In the entries below, find the line with "tram car, which" and the line with "Consider the photo above. For every instance of the paved". Return those two lines and all lines between them, exactly.

== Data provided

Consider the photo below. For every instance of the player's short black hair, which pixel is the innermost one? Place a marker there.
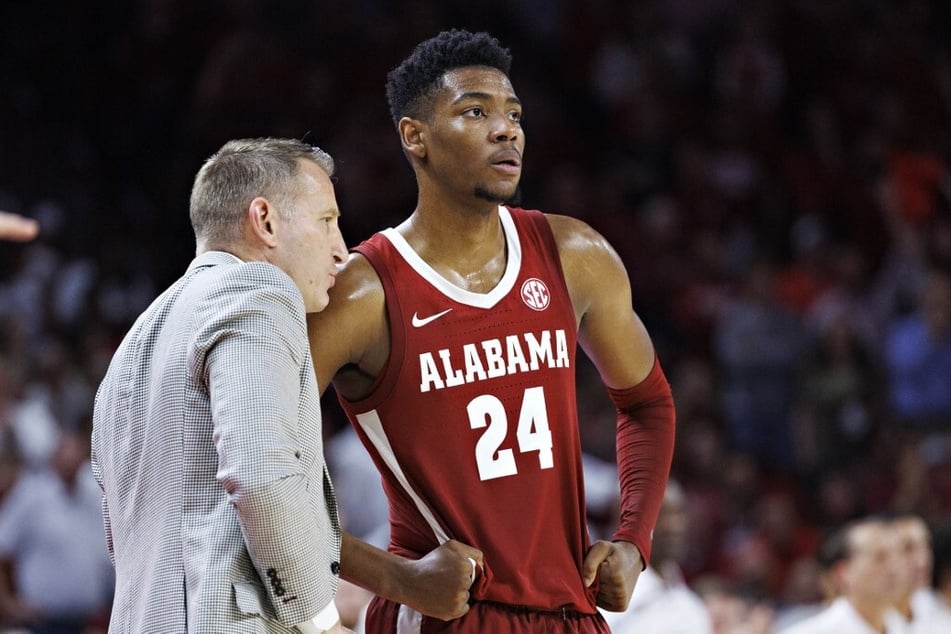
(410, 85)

====
== Data provided

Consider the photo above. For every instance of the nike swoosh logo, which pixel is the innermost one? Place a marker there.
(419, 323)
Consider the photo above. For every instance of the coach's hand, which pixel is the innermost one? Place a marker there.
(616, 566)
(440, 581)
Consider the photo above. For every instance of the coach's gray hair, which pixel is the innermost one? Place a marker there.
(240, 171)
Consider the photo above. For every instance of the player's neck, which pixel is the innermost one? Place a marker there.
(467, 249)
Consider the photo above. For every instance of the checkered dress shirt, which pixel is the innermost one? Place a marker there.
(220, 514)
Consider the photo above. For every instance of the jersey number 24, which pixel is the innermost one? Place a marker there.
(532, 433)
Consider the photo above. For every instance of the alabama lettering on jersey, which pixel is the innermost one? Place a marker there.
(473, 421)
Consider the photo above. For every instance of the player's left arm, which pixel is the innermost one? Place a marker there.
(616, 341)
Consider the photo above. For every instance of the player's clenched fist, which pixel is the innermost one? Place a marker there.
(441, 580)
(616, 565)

====
== Data provided

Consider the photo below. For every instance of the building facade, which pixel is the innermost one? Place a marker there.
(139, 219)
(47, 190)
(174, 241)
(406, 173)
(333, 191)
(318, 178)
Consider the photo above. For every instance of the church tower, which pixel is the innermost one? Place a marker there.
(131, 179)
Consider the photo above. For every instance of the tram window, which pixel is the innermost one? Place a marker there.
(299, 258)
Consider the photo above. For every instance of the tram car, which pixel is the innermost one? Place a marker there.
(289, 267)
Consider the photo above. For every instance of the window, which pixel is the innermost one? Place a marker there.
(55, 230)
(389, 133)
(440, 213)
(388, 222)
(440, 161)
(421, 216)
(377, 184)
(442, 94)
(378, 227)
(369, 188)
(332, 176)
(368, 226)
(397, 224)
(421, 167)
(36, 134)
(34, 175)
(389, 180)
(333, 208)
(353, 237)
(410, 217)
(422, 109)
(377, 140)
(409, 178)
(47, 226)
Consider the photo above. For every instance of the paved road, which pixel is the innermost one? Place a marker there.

====

▶ **Reply to the task**:
Consider the photo above. For every instance of the tram car, which pixel is the innermost one? Place a marker there.
(289, 267)
Consider the photo above. For every instance of the window, which pixel is the innermost one? Place a marker there.
(55, 230)
(389, 133)
(440, 213)
(388, 222)
(440, 161)
(421, 216)
(377, 184)
(442, 94)
(378, 227)
(369, 188)
(332, 176)
(368, 226)
(397, 224)
(421, 167)
(36, 134)
(34, 175)
(389, 180)
(333, 208)
(353, 237)
(410, 217)
(422, 109)
(377, 140)
(409, 178)
(47, 226)
Consider the photo above. For every instance of the paved road, which pixel is the innermost one? Place a marker there.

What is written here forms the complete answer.